INSTRUCTIONS TO FOLLOW: Please update the records starting with the line containing "of the paved" and going on through the end of the records, swapping "photograph" for "image" and leaving everything else unchanged.
^^^^^^^^^^^^^^^^
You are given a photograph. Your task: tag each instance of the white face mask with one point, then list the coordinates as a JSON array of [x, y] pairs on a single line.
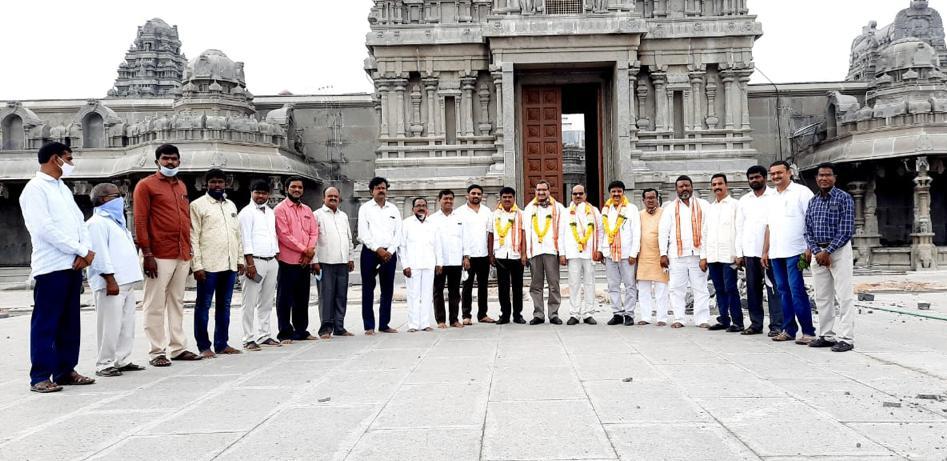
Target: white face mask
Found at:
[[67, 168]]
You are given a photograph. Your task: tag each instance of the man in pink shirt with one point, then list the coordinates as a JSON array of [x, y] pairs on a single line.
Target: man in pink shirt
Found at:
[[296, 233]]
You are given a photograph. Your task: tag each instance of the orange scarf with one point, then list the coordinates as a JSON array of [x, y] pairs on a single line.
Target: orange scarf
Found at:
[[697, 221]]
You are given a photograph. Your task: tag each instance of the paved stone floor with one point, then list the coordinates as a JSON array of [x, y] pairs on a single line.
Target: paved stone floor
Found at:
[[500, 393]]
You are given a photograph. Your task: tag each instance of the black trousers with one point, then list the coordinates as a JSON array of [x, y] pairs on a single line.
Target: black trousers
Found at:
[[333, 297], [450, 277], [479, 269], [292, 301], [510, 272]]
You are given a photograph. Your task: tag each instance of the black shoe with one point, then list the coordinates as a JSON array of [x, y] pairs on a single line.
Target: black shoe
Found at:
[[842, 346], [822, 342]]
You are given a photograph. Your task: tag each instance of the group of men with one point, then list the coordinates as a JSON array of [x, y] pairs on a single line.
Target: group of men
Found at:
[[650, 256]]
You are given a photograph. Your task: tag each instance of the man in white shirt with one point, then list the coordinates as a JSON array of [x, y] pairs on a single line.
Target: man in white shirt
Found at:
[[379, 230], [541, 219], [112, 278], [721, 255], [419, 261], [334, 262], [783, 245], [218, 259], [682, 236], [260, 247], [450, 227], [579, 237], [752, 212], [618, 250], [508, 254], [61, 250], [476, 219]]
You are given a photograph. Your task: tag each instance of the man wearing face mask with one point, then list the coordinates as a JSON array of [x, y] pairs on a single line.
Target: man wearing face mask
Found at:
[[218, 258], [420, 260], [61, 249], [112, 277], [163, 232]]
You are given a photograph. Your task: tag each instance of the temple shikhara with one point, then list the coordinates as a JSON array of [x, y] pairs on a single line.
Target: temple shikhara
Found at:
^^^^^^^^^^^^^^^^
TASK SOLUTION:
You are given a image. Your task: tag each instance of the paved stone floor with one point, then list the coordinates as a JSON array of [x, y] pairs on a single line.
Target: paved stone floor
Found at:
[[500, 393]]
You are given a image. Your task: tag each instance of the black trousers with one point, then list the coordinates as a JSON array of [x, y] pairs on a single line.
Target: black trousers
Found at:
[[333, 297], [450, 277], [479, 269], [292, 301], [510, 272]]
You are given a image. Your task: tag each instance of the black shoe with one point, then list the coordinates as a JSON array of [x, y] pairs on a single line.
Target: black shoe
Found at:
[[842, 346], [822, 342]]
You are given a image. Your task: tag each instance of the group of men with one point, then list the coordinates as a JSON array of [x, y] pairs on a single line.
Target: group of men
Found at:
[[650, 256]]
You are given a image. Your task: tag each instance of the man in white shirt with one point, then list the coordinates as a JSON array of [x, y] pairs on a single line.
Target: man in white shirt
Found at:
[[379, 230], [541, 219], [112, 278], [721, 255], [419, 261], [334, 262], [783, 245], [218, 259], [682, 236], [260, 247], [450, 227], [579, 237], [752, 212], [618, 250], [508, 254], [61, 250], [476, 219]]
You are given a image. Your task: tag each instance of the man wearing face mask with one point, then list the coordinates as a JSON array of [x, y] pairs on a single line.
Target: man wearing face mask
Found at:
[[218, 258], [420, 260], [61, 249], [112, 277], [163, 232]]
You are given a image. Your task: tag each instance of the temple shikhara with one point, then list the coordinates as a JSON array of [x, y] pairs on a single line.
Target: temple shikhara
Found at:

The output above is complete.